>> Start SOURCE MATERIAL

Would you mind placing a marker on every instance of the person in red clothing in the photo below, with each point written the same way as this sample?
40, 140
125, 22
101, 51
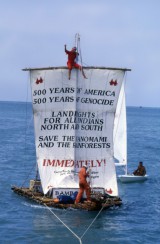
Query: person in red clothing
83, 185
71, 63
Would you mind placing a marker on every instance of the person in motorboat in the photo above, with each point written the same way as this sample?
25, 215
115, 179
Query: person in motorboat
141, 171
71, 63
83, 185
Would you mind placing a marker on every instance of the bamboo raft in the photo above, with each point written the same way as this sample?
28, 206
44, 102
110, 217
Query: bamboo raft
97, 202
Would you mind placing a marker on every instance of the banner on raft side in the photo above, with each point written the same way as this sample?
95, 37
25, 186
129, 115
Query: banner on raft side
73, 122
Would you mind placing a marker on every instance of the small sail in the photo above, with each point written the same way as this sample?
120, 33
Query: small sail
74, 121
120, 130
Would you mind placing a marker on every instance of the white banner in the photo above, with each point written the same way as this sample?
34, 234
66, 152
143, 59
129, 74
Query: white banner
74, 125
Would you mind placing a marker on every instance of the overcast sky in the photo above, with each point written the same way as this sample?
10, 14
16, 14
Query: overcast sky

>> End SOURCE MATERIAL

SET TASK –
Put each line of the items above into a JSON list of strings, one string per line, with blank lines skipped and the pictures left out.

SOLUTION TO THE PROBLEM –
[
  "Would you mind placing a marker on every instance of the person in red clothing in the photo below, with each point written the same way as this sample?",
  "40, 140",
  "125, 22",
  "101, 51",
  "Query: person in red clothing",
  "83, 185",
  "71, 63",
  "Would you mind placing a marker on every instance of the person in motorboat in the photo above, with each point written the same way as this sample?",
  "25, 215",
  "115, 179",
  "Query: person in motorboat",
  "141, 171",
  "71, 63",
  "83, 185",
  "Would you mind placing a marker on every instance of the bamboo raft in the photo above, with each point written the same way as this sample?",
  "28, 206",
  "44, 102",
  "110, 217",
  "Query: bamboo raft",
  "97, 202",
  "Would you mind placing a marker on every instance of the banner on raft side in the photo above, with each point written the same way as this sample?",
  "95, 37",
  "25, 186",
  "129, 115",
  "Query: banner on raft side",
  "73, 122",
  "Would you mind placing a marker on every instance of the small sail in the photo above, with each point written the same way as this sample?",
  "120, 33",
  "Query: small sail",
  "74, 121",
  "120, 130",
  "Would you mind placing a marker on every instance of the white banner in the photo above, with each point written the same way as this sample?",
  "34, 234",
  "66, 152",
  "143, 59",
  "129, 74",
  "Query: white banner",
  "74, 125",
  "Would you mind placing a marker on every instance of the overcast sky in the photo above, with each point written the same way as this sample?",
  "10, 14",
  "16, 14",
  "Query: overcast sky"
]